Count the lines in the records below that contain the word "balcony", and reply with only that number.
* START RECORDED INFORMATION *
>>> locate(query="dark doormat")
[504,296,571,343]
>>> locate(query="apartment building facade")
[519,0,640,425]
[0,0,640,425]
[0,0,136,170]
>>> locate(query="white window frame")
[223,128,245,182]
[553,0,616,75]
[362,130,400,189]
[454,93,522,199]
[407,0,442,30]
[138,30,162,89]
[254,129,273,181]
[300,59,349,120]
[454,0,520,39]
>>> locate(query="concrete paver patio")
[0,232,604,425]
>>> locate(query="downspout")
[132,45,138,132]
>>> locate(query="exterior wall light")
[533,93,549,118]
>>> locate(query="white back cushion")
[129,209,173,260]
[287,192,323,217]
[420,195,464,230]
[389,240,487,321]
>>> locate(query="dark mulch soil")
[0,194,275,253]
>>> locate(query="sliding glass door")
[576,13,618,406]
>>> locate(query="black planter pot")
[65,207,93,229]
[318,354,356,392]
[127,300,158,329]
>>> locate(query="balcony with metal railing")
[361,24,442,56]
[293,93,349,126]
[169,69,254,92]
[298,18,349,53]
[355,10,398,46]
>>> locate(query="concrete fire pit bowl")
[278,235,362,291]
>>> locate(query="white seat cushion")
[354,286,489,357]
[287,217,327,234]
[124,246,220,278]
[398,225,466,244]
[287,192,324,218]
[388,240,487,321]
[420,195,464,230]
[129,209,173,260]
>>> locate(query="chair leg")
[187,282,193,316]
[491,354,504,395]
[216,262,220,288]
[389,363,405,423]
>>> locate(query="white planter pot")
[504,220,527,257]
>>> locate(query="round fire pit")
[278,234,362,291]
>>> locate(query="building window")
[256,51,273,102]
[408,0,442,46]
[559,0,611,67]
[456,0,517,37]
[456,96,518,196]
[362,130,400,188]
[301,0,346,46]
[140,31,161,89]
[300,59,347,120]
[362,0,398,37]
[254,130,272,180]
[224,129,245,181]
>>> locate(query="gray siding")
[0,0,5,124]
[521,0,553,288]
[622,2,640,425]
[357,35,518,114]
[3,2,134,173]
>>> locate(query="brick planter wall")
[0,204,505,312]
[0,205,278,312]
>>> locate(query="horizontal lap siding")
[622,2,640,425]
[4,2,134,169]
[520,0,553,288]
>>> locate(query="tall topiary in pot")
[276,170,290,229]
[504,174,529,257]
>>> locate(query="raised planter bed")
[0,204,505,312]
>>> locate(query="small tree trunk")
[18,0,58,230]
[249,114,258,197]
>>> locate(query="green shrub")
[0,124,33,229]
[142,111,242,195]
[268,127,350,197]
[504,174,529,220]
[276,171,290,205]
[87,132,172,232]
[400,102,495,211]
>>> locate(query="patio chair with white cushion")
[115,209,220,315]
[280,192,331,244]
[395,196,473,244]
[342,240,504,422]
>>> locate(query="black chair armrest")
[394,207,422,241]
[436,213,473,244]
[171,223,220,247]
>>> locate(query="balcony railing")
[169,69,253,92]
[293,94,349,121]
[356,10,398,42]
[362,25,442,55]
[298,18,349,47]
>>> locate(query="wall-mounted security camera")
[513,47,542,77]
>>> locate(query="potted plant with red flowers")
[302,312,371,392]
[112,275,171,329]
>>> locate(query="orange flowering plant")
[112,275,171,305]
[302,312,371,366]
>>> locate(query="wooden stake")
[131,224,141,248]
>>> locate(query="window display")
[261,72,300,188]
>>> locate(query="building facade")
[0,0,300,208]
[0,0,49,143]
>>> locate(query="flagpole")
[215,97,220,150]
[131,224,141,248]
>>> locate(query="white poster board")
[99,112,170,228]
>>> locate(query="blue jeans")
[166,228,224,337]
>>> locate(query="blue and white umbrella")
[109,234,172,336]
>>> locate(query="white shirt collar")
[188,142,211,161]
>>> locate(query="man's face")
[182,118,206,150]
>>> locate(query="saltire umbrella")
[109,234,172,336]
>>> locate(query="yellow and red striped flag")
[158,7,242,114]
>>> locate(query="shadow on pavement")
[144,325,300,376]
* END RECORDED INFORMATION *
* START RECORDED INFORMATION *
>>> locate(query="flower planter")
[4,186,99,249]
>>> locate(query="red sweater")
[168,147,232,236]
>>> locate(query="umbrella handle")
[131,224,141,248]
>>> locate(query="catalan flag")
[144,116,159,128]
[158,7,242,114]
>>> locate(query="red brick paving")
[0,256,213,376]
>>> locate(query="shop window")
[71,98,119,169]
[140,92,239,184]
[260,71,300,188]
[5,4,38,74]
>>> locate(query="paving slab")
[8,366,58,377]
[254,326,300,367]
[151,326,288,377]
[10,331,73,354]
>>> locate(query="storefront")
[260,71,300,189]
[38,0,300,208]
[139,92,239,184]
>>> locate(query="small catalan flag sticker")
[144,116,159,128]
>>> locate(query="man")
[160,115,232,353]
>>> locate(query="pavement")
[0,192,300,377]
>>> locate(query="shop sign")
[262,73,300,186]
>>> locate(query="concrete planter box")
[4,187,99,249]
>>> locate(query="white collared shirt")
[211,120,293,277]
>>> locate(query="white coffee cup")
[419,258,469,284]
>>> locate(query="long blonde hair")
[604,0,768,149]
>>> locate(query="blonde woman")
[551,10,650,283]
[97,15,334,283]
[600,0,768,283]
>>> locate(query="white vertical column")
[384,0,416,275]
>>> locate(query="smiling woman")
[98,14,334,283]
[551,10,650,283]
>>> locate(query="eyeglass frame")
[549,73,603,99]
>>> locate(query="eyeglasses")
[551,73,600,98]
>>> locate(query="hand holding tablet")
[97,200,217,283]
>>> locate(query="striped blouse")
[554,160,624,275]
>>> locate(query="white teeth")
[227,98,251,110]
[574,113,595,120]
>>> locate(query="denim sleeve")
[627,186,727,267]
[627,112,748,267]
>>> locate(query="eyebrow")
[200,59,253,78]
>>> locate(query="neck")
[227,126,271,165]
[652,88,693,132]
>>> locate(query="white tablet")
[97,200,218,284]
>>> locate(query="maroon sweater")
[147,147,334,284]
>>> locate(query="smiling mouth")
* END RECORDED INFORMATION *
◆ SOLUTION TO THIS EXERCISE
2